Word-for-word transcription needed. Include every entry below but no pictures.

Material to process Block Start

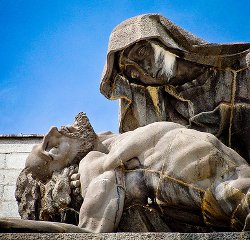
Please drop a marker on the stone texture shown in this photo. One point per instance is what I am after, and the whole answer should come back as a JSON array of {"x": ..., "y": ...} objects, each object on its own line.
[
  {"x": 206, "y": 86},
  {"x": 182, "y": 171},
  {"x": 16, "y": 160},
  {"x": 127, "y": 236},
  {"x": 8, "y": 209},
  {"x": 2, "y": 161},
  {"x": 13, "y": 152}
]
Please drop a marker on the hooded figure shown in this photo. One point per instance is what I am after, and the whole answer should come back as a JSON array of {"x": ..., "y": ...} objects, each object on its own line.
[{"x": 161, "y": 72}]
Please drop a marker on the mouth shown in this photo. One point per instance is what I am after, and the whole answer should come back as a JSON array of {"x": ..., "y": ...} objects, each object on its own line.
[{"x": 158, "y": 73}]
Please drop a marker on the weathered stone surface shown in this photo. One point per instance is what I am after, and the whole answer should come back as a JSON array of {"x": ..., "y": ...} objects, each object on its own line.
[
  {"x": 165, "y": 177},
  {"x": 11, "y": 163},
  {"x": 160, "y": 72},
  {"x": 127, "y": 236}
]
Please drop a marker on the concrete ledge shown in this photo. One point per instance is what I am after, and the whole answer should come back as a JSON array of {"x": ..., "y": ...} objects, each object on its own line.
[{"x": 127, "y": 236}]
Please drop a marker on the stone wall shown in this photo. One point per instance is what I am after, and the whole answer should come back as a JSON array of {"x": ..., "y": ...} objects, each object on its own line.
[{"x": 13, "y": 152}]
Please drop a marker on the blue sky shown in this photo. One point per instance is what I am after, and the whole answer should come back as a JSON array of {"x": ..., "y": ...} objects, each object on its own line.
[{"x": 52, "y": 54}]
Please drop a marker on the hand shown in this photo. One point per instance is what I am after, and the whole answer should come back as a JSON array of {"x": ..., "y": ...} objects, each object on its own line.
[{"x": 75, "y": 184}]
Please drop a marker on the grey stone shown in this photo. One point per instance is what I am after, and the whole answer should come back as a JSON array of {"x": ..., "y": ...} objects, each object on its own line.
[{"x": 127, "y": 236}]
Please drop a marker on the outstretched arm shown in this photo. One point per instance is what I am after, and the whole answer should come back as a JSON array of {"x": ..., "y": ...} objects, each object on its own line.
[{"x": 103, "y": 203}]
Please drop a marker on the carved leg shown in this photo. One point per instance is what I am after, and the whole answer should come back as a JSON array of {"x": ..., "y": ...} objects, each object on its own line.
[
  {"x": 232, "y": 193},
  {"x": 103, "y": 203}
]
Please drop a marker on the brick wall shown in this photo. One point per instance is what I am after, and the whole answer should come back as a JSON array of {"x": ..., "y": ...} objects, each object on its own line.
[{"x": 14, "y": 150}]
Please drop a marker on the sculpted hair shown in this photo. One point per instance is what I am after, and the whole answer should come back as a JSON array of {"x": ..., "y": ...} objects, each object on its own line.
[{"x": 83, "y": 132}]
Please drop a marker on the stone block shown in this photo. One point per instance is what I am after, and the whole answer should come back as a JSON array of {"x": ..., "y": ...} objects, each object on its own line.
[
  {"x": 9, "y": 209},
  {"x": 1, "y": 192},
  {"x": 9, "y": 193},
  {"x": 2, "y": 161},
  {"x": 16, "y": 160}
]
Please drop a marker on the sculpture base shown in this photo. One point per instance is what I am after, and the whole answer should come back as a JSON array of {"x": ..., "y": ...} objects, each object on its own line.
[{"x": 128, "y": 236}]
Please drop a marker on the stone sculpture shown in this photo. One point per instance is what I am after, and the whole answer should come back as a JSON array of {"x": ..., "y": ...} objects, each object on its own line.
[
  {"x": 181, "y": 100},
  {"x": 175, "y": 167},
  {"x": 161, "y": 72}
]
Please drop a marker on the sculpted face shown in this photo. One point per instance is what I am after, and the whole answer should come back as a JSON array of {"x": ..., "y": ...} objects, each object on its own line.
[
  {"x": 53, "y": 154},
  {"x": 150, "y": 63}
]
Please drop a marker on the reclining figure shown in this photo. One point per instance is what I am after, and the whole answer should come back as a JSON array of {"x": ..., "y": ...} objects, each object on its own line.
[{"x": 165, "y": 162}]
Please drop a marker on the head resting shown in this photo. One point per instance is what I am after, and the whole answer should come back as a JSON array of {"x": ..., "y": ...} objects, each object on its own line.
[{"x": 61, "y": 148}]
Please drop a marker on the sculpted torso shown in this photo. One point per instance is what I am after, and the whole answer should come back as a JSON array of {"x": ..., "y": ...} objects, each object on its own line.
[{"x": 171, "y": 165}]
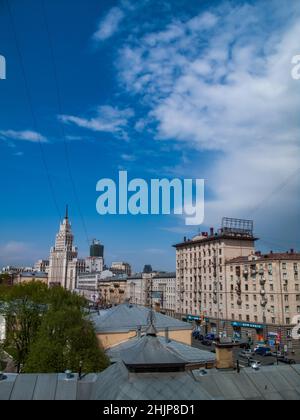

Material to process Block End

* **Task answer**
Please drop a marker on the stone texture shown in this photo. One point per instance is what I am after, and the whole answer should come back as a JSON array of {"x": ..., "y": ...} objects, each object on its own line.
[
  {"x": 206, "y": 86},
  {"x": 182, "y": 171},
  {"x": 16, "y": 160},
  {"x": 127, "y": 236},
  {"x": 8, "y": 209},
  {"x": 2, "y": 161},
  {"x": 13, "y": 152}
]
Please drop a marker on the hooded figure shown in this photo. One point per instance is what I am after, and the whole answer should come back as a JSON array of {"x": ..., "y": ...} objects, each object on its own line.
[{"x": 161, "y": 72}]
Please drop a marker on the mouth shown in this photo. One point per instance is what I am after, and the whole answer should come back as a JSON array of {"x": ..., "y": ...} objects, each object on its own line.
[{"x": 158, "y": 73}]
Please drop a marker on the weathered stone surface shown in this photo. One point per instance is what I am after, and the whole answer should come back as a JSON array of {"x": ..., "y": ...} objects, each object on its own line.
[
  {"x": 165, "y": 177},
  {"x": 11, "y": 163},
  {"x": 160, "y": 72},
  {"x": 127, "y": 236}
]
Please drop a marker on the concrete ledge shown in this photo. One point per instance is what I am after, and the whole answer should come back as a JSON array of {"x": ..., "y": ...} objects, each object on its own line.
[{"x": 127, "y": 236}]
Please drop a marker on the stone wall shown in this photo. One point per instance is what I am after, and the whole answer should come back as a JSON array of {"x": ..., "y": ...} objects, each object on its own line.
[{"x": 13, "y": 152}]
Please drop a marker on the blue sky shown in this photo. One point per instance is what I am after, and the whole answer should come back as a JSON array of {"x": ..., "y": ...} objects, each object on its own line.
[{"x": 52, "y": 54}]
Please drop a marker on the hand shown in this photo. One point per instance is what I am after, and the whole answer should come back as a JSON array of {"x": ..., "y": ...} objects, each object on its own line.
[{"x": 75, "y": 184}]
Please drop a marker on the grey stone shown in this photo. One point per instance is what I am after, and the whole answer should come back as a JSON array of {"x": ..., "y": ...} objects, each object on its own line.
[{"x": 127, "y": 236}]
Please drop a marker on the outstretched arm shown in this photo. One point per instance is what I am after, and the whole answer should come back as a JSON array of {"x": ..., "y": ...} objects, each object on its own line.
[{"x": 103, "y": 203}]
Please drop a marker on the carved leg shown in this photo. One point per instance is what I am after, and the whole answer should come back as a JSON array of {"x": ..., "y": ...} objects, each object on its own line.
[
  {"x": 232, "y": 193},
  {"x": 103, "y": 203}
]
Please drop a marker on the brick wall shown in this photo. One point per instance is what I am after, and the whole answer should come back as a JSON array of {"x": ..., "y": ...} objects, each object on its own line.
[{"x": 14, "y": 150}]
Please drop a marker on the sculpted hair shown in this photo. One point per instance is what I am after, and the whole answer should come back as a JSON array of {"x": ..., "y": ...} objects, each object on its own line.
[{"x": 83, "y": 132}]
Please drop a marker on the stone block shown in this photo. One point per instance is what I am after, and the whole answer should come back as a JSON array of {"x": ..., "y": ...} objects, each object on its own line.
[
  {"x": 9, "y": 209},
  {"x": 1, "y": 192},
  {"x": 9, "y": 193},
  {"x": 2, "y": 161},
  {"x": 16, "y": 160}
]
Please drop a marker on the sculpture base shown in this photo. One point per instance is what I am after, and the whole answer should come back as a JSON array of {"x": ..., "y": ...} objects, each object on its own line.
[{"x": 128, "y": 236}]
Please drop a marker on the stone sculpture shown in this photo. One point per instance is what I am after, and the whole answer should come back as a JSON array of {"x": ..., "y": ...} objects, each object on its own line.
[
  {"x": 181, "y": 100},
  {"x": 175, "y": 167},
  {"x": 161, "y": 72}
]
Please drop a marker on the sculpted face shown in this photo. One point per instance is what I am after, and the whole answer should come back as a JSON array of {"x": ..., "y": ...} objects, each object on its own line.
[
  {"x": 53, "y": 154},
  {"x": 150, "y": 63}
]
Please drop a marker on the reclining figure shown in this photo. One point per instance is what I am after, and the whole answer should come back as a JSON array of {"x": ..., "y": ...} objects, each object on its own line.
[{"x": 165, "y": 162}]
Please drop a marker on the head resting shown in this photo. One point per instance is what I am after, and the whole answer should come back as a JSON array of {"x": ..., "y": ...} objects, each object on its own line.
[{"x": 61, "y": 148}]
Please drop a marker on the sculpted torso shown in this photo. One point per instance is what I am after, and the whole answer should come back as a JSON array of {"x": ..., "y": ...} objects, each object on its own line.
[{"x": 171, "y": 165}]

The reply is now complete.